- [EXERCISE OBJECTIVE] If a line in the entries below contains "short", copy it.

· · · · ·

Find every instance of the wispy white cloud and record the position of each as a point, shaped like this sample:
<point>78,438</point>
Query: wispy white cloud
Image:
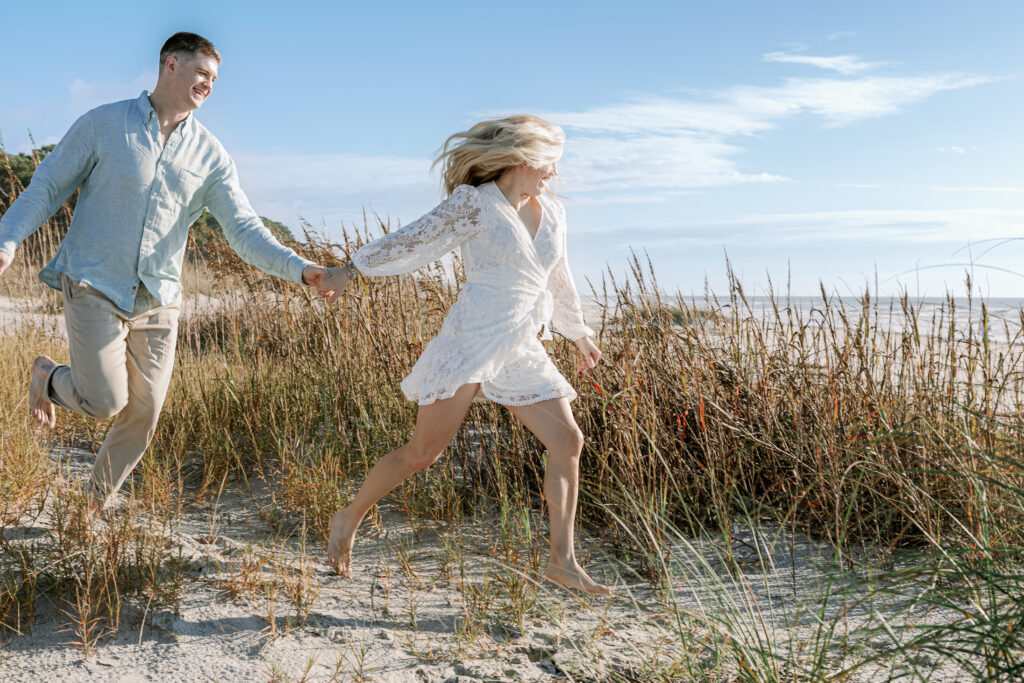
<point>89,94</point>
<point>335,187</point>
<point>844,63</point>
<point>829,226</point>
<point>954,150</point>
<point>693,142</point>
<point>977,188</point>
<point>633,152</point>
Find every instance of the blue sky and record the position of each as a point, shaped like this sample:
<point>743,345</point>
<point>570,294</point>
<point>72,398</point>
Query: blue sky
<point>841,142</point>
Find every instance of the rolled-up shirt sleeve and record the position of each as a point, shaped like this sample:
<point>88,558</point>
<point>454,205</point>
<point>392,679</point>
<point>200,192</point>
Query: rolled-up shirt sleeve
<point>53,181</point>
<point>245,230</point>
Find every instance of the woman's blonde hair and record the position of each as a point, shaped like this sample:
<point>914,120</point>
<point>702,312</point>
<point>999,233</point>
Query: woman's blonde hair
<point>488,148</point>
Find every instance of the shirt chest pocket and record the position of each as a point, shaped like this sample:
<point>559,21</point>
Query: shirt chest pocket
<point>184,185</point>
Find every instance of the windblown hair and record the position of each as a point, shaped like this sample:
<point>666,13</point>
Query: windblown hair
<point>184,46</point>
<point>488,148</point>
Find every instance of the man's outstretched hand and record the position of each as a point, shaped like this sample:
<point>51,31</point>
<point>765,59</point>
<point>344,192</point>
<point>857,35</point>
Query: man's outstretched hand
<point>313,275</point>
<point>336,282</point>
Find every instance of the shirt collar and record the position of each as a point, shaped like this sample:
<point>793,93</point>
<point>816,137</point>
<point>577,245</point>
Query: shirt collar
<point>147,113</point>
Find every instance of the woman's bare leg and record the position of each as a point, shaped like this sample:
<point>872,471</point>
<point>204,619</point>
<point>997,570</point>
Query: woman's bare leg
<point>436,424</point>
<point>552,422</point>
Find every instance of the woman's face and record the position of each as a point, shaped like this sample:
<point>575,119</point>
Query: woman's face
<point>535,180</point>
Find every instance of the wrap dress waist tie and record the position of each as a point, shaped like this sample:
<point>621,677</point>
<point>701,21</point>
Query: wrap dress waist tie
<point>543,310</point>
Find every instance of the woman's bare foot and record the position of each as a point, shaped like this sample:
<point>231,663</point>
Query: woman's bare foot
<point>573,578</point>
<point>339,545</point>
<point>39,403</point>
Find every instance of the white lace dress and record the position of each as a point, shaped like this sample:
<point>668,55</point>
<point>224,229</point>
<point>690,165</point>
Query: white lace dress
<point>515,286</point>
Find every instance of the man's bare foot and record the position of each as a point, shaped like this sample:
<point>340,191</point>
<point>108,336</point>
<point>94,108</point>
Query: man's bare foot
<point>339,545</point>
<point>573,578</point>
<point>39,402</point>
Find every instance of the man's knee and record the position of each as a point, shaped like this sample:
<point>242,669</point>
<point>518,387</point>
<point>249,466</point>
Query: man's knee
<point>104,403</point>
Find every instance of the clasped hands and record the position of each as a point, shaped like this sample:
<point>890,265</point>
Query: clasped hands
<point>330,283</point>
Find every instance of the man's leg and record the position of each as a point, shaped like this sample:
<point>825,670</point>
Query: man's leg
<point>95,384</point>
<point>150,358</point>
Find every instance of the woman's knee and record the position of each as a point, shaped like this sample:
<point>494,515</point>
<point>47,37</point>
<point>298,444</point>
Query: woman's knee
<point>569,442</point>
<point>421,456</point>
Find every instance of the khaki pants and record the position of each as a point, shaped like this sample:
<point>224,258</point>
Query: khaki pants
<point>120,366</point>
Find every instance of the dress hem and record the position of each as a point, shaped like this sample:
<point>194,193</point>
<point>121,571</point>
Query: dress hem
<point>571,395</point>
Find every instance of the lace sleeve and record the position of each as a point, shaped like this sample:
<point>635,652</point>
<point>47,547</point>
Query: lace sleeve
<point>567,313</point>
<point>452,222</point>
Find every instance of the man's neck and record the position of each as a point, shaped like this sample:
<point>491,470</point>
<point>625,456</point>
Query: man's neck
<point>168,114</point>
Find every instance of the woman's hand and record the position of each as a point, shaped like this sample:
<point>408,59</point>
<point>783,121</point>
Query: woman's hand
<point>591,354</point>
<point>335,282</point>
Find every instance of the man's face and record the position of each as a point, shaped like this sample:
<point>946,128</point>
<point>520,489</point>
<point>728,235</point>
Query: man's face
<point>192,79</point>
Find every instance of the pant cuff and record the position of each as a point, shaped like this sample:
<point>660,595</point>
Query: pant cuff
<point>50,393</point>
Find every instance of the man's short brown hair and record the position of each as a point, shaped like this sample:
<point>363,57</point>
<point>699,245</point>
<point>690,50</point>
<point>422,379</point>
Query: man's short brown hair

· · · · ·

- [ANSWER TO THE EXERCISE]
Find every instance of the man's short brown hair and record the position of each as a point, shaped like this sample:
Query: man's short brown hair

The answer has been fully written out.